> **Excerto do texto**

O que está em causa, argumentam o presidente Erdogan, o partido maioritário Desenvolvimento e Justiça (AKP), e a liderança dos ultra-nacionalistas do MHP (nem todos os membros do partido estão a favor) é a “estabilização” da Turquia.

Ambos dizem que o regresso a um parlamento instável e a alianças voláteis que dominaram a vida política do país no século XX colocaria o povo turco em risco, numa altura em que o país está a tentar lidar com ataques terroristas, tanto do Daesh, como dos curdos que lutam pela sua auto-determinação. No plano interno há ainda a “ameaça” dos “rebeldes” — ou “terroristas” nas palavras do presidente — que o governo culpa de orquestrarem a tentativa falhada de golpe de Estado em julho de 2016.

Para os que apoiam esta reforma, a burocracia de Estado está a “atrofiar” o país e a impedir o seu pleno desenvolvimento, uma vez que é muito mais difícil passar leis num parlamento que albergue dezenas de nuances ideológicas diferentes.

> **Instruções do exercício**
Reescreva todo o trecho do texto sobre a reforma política turca, desde "O que está em" até "julho de 2016.", substituindo "Daesh" por "Estado Islâmico".

> **Informação apresentada**
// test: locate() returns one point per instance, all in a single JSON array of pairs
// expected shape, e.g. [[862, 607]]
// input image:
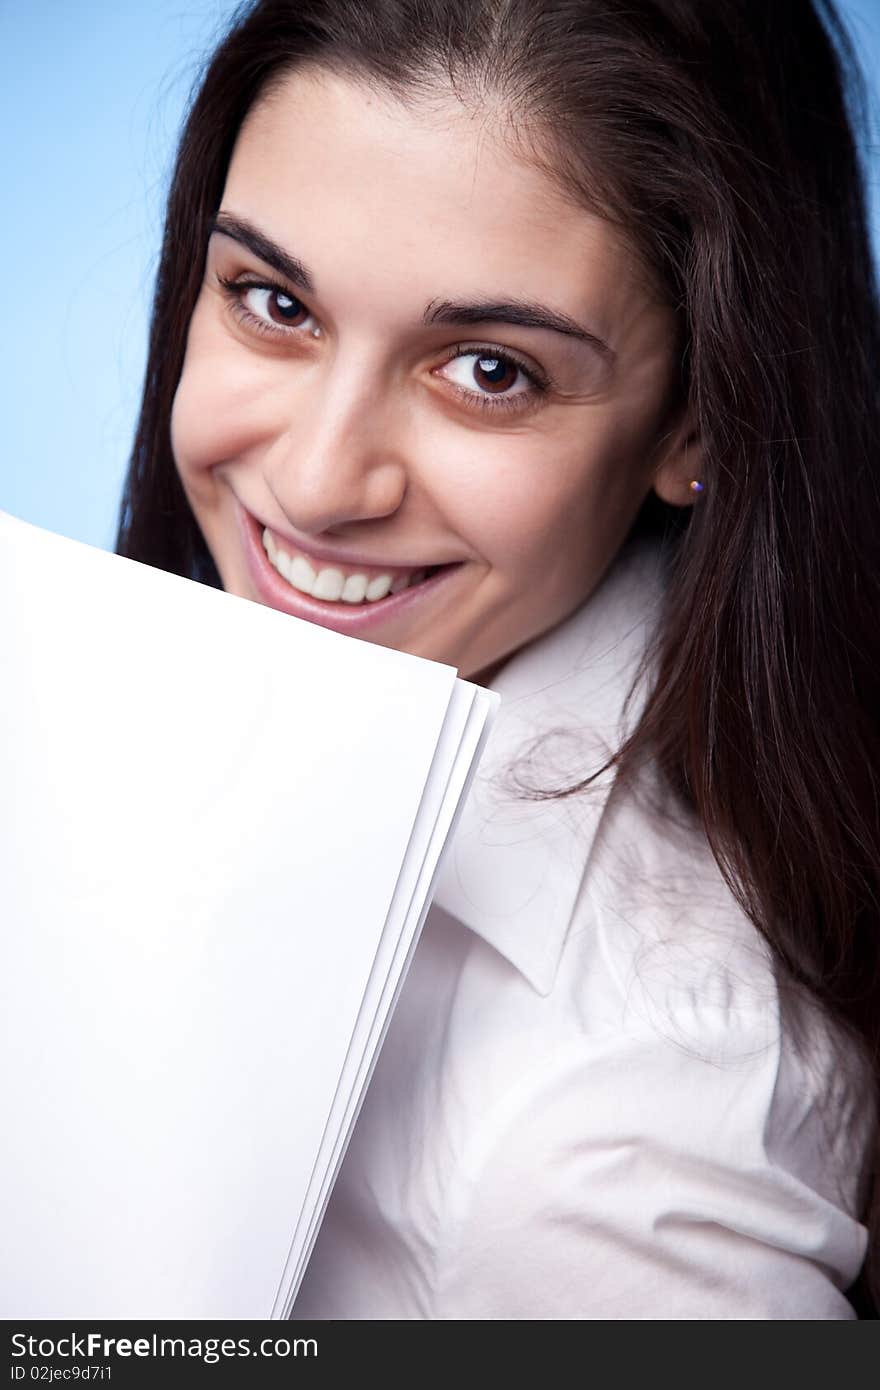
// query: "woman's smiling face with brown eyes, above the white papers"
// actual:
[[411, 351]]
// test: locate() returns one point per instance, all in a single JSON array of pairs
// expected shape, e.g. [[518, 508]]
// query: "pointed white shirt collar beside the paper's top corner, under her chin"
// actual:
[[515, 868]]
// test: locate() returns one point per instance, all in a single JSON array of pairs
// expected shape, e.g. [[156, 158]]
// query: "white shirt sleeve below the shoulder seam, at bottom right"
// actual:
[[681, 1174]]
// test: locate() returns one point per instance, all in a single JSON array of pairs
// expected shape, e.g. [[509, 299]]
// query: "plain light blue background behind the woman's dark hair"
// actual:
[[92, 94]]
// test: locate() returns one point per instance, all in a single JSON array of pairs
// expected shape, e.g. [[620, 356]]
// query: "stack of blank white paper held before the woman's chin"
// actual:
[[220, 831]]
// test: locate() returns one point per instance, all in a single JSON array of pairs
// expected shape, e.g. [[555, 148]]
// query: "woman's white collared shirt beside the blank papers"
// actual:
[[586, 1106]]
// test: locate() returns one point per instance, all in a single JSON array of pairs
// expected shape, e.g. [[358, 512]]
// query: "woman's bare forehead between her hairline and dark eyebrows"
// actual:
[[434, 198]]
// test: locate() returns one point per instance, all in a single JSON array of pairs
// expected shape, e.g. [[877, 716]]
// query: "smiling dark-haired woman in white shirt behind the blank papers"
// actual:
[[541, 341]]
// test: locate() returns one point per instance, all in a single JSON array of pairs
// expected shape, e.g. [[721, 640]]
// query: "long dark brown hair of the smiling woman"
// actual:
---
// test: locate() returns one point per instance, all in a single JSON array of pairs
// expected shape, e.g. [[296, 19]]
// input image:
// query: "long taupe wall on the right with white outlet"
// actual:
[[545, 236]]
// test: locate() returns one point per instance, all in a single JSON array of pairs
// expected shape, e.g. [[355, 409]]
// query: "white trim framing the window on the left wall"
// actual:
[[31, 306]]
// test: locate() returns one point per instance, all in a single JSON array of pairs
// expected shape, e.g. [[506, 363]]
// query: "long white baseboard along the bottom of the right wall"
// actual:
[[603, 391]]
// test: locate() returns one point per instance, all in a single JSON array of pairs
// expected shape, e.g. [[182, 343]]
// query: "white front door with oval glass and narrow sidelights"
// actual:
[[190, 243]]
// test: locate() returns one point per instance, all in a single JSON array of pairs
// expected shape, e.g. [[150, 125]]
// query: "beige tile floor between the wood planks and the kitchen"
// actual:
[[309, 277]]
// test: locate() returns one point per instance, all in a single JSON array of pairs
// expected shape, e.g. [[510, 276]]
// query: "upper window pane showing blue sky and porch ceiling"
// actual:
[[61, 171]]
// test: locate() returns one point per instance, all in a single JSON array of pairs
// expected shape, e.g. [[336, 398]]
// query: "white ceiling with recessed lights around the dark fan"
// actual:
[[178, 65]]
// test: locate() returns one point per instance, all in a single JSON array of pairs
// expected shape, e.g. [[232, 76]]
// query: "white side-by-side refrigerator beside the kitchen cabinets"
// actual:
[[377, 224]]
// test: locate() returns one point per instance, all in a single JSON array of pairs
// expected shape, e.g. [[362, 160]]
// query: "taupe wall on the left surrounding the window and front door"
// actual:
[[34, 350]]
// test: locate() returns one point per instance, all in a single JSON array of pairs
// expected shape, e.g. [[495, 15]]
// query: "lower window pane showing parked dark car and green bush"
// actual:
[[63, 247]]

> **Solução do problema**
O que está em causa, argumentam o presidente Erdogan, o partido maioritário Desenvolvimento e Justiça (AKP), e a liderança dos ultra-nacionalistas do MHP (nem todos os membros do partido estão a favor) é a “estabilização” da Turquia.

Ambos dizem que o regresso a um parlamento instável e a alianças voláteis que dominaram a vida política do país no século XX colocaria o povo turco em risco, numa altura em que o país está a tentar lidar com ataques terroristas, tanto do Estado Islâmico, como dos curdos que lutam pela sua auto-determinação. No plano interno há ainda a “ameaça” dos “rebeldes” — ou “terroristas” nas palavras do presidente — que o governo culpa de orquestrarem a tentativa falhada de golpe de Estado em julho de 2016.